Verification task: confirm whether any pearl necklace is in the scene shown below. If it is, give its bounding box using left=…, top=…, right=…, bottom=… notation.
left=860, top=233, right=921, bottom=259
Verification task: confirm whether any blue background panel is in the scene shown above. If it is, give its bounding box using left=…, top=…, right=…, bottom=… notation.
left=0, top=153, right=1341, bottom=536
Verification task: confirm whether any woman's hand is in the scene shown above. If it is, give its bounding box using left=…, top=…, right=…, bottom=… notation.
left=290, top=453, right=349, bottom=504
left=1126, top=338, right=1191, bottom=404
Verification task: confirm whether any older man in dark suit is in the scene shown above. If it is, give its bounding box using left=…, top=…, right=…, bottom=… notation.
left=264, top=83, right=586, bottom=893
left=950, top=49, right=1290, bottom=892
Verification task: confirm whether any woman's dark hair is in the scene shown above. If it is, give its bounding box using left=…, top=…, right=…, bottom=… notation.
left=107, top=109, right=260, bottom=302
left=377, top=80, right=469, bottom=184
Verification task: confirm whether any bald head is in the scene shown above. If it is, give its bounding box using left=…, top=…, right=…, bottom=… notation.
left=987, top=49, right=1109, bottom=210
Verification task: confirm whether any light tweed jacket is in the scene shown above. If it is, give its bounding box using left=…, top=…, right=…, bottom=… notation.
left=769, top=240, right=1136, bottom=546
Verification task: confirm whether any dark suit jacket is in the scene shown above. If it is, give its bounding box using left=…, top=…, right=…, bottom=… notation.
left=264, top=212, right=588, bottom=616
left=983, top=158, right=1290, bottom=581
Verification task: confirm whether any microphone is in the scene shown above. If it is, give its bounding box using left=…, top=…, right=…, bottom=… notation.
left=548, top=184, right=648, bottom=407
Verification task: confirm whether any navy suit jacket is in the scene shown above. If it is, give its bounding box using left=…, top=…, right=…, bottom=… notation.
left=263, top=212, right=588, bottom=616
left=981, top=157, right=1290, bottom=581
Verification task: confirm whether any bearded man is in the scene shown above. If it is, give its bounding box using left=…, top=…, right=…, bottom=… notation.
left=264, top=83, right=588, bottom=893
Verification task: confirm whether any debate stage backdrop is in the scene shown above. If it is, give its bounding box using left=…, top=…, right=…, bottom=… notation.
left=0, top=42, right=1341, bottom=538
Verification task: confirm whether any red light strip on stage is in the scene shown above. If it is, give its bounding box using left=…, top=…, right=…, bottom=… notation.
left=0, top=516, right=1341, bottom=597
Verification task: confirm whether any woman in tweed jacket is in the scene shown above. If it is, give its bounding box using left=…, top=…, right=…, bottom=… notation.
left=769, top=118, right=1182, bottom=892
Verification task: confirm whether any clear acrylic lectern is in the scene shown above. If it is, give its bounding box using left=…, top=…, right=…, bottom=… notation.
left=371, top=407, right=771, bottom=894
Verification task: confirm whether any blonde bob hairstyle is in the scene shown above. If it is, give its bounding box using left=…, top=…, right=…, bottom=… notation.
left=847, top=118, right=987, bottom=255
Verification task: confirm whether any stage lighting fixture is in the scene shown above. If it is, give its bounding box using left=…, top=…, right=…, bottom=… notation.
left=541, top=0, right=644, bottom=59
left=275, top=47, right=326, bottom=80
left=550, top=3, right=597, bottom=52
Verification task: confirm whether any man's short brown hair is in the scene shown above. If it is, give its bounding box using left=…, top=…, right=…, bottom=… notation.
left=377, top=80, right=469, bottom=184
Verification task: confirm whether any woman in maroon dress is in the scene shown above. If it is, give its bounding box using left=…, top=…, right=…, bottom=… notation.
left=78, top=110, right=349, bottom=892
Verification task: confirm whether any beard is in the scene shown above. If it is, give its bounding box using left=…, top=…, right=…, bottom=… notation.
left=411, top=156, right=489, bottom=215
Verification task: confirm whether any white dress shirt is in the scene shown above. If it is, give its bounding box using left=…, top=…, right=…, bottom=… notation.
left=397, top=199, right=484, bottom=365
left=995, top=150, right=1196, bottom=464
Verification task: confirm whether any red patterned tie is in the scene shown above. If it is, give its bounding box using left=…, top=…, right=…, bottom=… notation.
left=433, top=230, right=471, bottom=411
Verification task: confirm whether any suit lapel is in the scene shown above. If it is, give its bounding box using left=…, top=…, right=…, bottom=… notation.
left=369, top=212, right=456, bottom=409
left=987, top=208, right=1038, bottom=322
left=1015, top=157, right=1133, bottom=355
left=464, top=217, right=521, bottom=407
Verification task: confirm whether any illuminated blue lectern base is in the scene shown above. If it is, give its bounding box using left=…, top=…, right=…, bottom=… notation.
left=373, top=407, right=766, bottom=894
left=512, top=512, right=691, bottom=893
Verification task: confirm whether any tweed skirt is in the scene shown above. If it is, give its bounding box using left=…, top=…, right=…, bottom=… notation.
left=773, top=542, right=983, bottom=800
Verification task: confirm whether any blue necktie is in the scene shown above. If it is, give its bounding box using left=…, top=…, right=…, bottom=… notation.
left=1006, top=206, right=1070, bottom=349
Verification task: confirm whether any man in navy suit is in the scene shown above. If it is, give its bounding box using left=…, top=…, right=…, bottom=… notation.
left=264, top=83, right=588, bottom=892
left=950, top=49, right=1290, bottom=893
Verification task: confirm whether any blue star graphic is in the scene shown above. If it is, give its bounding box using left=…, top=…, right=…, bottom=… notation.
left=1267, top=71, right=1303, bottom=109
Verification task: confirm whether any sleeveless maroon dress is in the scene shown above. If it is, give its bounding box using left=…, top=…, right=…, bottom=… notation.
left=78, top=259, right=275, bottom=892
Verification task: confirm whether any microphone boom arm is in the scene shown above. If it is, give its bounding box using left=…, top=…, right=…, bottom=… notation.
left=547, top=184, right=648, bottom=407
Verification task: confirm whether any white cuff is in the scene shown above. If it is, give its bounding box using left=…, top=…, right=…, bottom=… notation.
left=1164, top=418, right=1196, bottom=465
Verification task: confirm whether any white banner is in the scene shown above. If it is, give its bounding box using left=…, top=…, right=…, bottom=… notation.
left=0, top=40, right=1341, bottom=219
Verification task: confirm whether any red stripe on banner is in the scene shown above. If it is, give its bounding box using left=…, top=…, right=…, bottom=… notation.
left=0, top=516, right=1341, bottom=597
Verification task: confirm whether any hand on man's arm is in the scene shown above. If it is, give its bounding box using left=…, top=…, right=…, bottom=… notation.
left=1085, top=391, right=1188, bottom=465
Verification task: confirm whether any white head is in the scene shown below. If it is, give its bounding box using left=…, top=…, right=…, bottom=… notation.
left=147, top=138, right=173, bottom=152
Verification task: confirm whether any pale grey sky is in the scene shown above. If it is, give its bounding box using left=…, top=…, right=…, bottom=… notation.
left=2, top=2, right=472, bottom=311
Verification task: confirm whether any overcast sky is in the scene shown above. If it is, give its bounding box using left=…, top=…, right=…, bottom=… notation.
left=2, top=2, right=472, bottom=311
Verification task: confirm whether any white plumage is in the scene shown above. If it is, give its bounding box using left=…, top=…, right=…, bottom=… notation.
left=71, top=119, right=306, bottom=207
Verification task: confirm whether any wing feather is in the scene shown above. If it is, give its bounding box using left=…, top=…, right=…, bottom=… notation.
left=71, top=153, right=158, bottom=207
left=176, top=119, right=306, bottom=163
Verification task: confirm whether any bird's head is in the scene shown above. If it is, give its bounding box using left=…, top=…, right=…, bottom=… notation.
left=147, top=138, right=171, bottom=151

> Given instruction:
Rewrite all of the data above with "bounding box" replaced by "enclosing rectangle" everywhere it occurs, leaving everything else unchanged.

> Task result:
Verification task: confirm whether any pearl necklace is in the scene shown below. If it is, give its enclosing rectangle using left=…, top=…, right=…, bottom=… notation.
left=860, top=233, right=921, bottom=259
Verification task: confirm whether any blue background panel is in the scene shown above. If it is, give its enclosing rectangle using left=…, top=…, right=…, bottom=… notation.
left=0, top=153, right=1341, bottom=536
Verification task: confirm whether any woman's hand is in the scene shown above. If it is, give its enclosing rectangle using left=…, top=…, right=…, bottom=… notation.
left=290, top=453, right=349, bottom=504
left=1126, top=338, right=1191, bottom=404
Verification task: confirm whether any older man in dark suit is in the scene shown above. If it is, give its enclosing rectangle using left=…, top=…, right=…, bottom=… notation.
left=264, top=83, right=586, bottom=893
left=950, top=49, right=1290, bottom=892
Verification task: confirm whether any woman's dark hair is in the scene shown above. If it is, give its enclosing rectangle using left=…, top=…, right=…, bottom=… notation.
left=107, top=109, right=260, bottom=302
left=377, top=80, right=469, bottom=184
Verification task: confirm whether any bald head is in the scene shown above. If it is, give its enclosing rectangle using left=…, top=…, right=…, bottom=… notation.
left=987, top=49, right=1109, bottom=210
Verification task: confirm whether any light tweed jacket is in the scene shown above. If it is, give its enclosing rectangle using left=…, top=…, right=…, bottom=… notation.
left=769, top=240, right=1136, bottom=546
Verification task: confirm whether any dark suit jacket is in the scene shown above. If it is, give its enclosing rectangle using left=…, top=…, right=…, bottom=… notation.
left=264, top=212, right=588, bottom=616
left=983, top=158, right=1290, bottom=581
Verification task: confirm whether any microphone is in the scene shown above. If it is, give its enclosing rectangle using left=…, top=…, right=…, bottom=… notation.
left=548, top=184, right=648, bottom=407
Verification task: confirm whether any navy suit jacket is in the scene shown above. If it is, give its enclosing rectangle using left=…, top=…, right=…, bottom=… notation.
left=263, top=212, right=588, bottom=616
left=981, top=157, right=1290, bottom=581
Verification task: confirm whether any bearded man is in the scene shown above. If it is, give its enclosing rectangle using left=…, top=…, right=…, bottom=… notation.
left=264, top=83, right=588, bottom=893
Verification task: confirm whether any debate stage backdrop is in the scene shown above. If it is, give its enclosing rectangle using left=…, top=…, right=…, bottom=… notation.
left=0, top=42, right=1341, bottom=538
Verification task: confirm whether any red light strip on stage is in the scene shown above. If it is, give its enclosing rectangle using left=…, top=…, right=…, bottom=… notation.
left=0, top=516, right=1341, bottom=597
Verification task: confirm whether any woman in tweed jacket is in the scene shown above. If it is, give its enclosing rectangle using left=…, top=…, right=…, bottom=… notation.
left=769, top=118, right=1182, bottom=892
Verification task: confirm whether any clear acrylic lectern is in the scene shown above. If it is, give its enclosing rectangle using left=…, top=…, right=…, bottom=… notation.
left=371, top=407, right=771, bottom=894
Verification task: confirm whether any blonde bob hairstyle is in the scene shown above. If it is, give its enclosing rectangle using left=…, top=…, right=…, bottom=… notation.
left=847, top=118, right=987, bottom=255
Verification task: confirm whether any stage lighting fixture is in the scene shown above. If it is, give its enclosing rectangle using left=…, top=…, right=…, bottom=… notation.
left=541, top=0, right=644, bottom=59
left=275, top=47, right=326, bottom=80
left=550, top=3, right=597, bottom=52
Verification task: confirm whether any man's short brown hair is in the scene shown above. If it is, give its enclosing rectangle using left=…, top=…, right=…, bottom=… notation.
left=377, top=80, right=469, bottom=184
Verification task: confirm whether any woman in maroon dress is in the scene shown above. If it is, give its enclosing rectangle using left=…, top=…, right=…, bottom=… notation.
left=78, top=110, right=349, bottom=892
Verification task: confirm whether any beard is in the scene shown above. If it is, give its enclosing rectangle using left=…, top=…, right=…, bottom=… notation.
left=411, top=156, right=489, bottom=215
Verification task: confirm whether any white dress shirt is in the scene shown above. If it is, give its enclosing rectangle using left=…, top=…, right=…, bottom=… notation.
left=397, top=199, right=484, bottom=365
left=995, top=150, right=1196, bottom=464
Verification task: confirm whether any red patterned tie is in the scene shown above. If it is, give its enclosing rectangle using left=…, top=…, right=…, bottom=… notation.
left=433, top=230, right=471, bottom=411
Verification task: confirm whether any suit lapel is in the scene shown above. If it is, give its enclosing rectangle using left=…, top=…, right=…, bottom=… notation.
left=369, top=212, right=456, bottom=409
left=987, top=208, right=1038, bottom=322
left=1015, top=157, right=1133, bottom=355
left=464, top=217, right=521, bottom=407
Verification task: confirm whether any illuminated blue lectern base is in the scene shown above. If it is, give its enclosing rectangle using left=…, top=…, right=…, bottom=… notation.
left=373, top=407, right=766, bottom=894
left=512, top=512, right=691, bottom=893
Verification task: confirm whether any tweed skirt is in the scene shown above. If it is, give its enclosing rectangle using left=…, top=…, right=…, bottom=… notation.
left=773, top=542, right=983, bottom=800
Verification task: confirm whether any blue necktie is in the scene shown above. If it is, give its enclosing rectangle using left=…, top=…, right=…, bottom=… notation.
left=1006, top=206, right=1070, bottom=349
Verification task: confirm whether any man in navy suit is in the scene shown above. If it is, give its enclosing rectangle using left=…, top=…, right=…, bottom=… notation.
left=264, top=83, right=588, bottom=892
left=950, top=49, right=1290, bottom=893
Verification task: confirm whether any blue star graphic is in the scene shown above. If it is, give its enclosing rectangle using left=…, top=…, right=…, bottom=… notation.
left=1267, top=71, right=1303, bottom=109
Verification task: confirm whether any sleeveless maroon dress is in the scene shown above. If it is, give its enclosing rectangle using left=…, top=…, right=…, bottom=… notation.
left=78, top=259, right=275, bottom=892
Verification task: confirm whether any microphone boom arm is in the scene shown above. If it is, give its enclosing rectangle using left=…, top=…, right=…, bottom=… notation.
left=547, top=184, right=648, bottom=407
Verification task: confirm whether any white cuff is in the scene shown above. If it is, give its enclosing rectangle using left=…, top=…, right=…, bottom=… notation.
left=1164, top=418, right=1196, bottom=465
Verification task: confirm whether any white banner is in the scene shown above. If it is, give its enclosing rectangle using left=…, top=…, right=…, bottom=… notation.
left=0, top=40, right=1341, bottom=219
Verification task: confirm whether any red stripe on banner is in the scene shown above. If it is, give its enclosing rectangle using left=…, top=…, right=…, bottom=… notation.
left=0, top=516, right=1341, bottom=597
Verification task: confirm whether any hand on man's arm is in the scene shown above. If it is, give its enclosing rectangle using left=…, top=…, right=…, bottom=… notation.
left=1085, top=391, right=1188, bottom=465
Verification task: confirm whether any white head is in the scene shown below. If it is, give its enclosing rectangle using left=…, top=…, right=…, bottom=… notation.
left=147, top=138, right=173, bottom=152
Verification task: confirm whether any pale grey sky is in the scene shown above. If it is, give its enclosing rectangle using left=…, top=…, right=…, bottom=… notation.
left=2, top=2, right=472, bottom=311
Verification task: confirm whether any overcast sky is in the scene shown above. If it is, give its enclosing rectangle using left=…, top=…, right=…, bottom=… notation.
left=2, top=2, right=472, bottom=311
Verification task: confirm whether any white plumage is in the scene shown above. If it is, give its enclosing rectangle using left=…, top=…, right=…, bottom=… notation.
left=71, top=119, right=306, bottom=207
Verification task: confirm whether any wing feather is in the scene shown above. If it is, give its enclosing rectangle using left=…, top=…, right=…, bottom=… notation.
left=71, top=153, right=158, bottom=207
left=176, top=119, right=306, bottom=163
Verification task: confirm whether any bird's head is in the scene shown above. If it is, give its enclosing rectangle using left=…, top=…, right=…, bottom=… notation.
left=147, top=138, right=171, bottom=151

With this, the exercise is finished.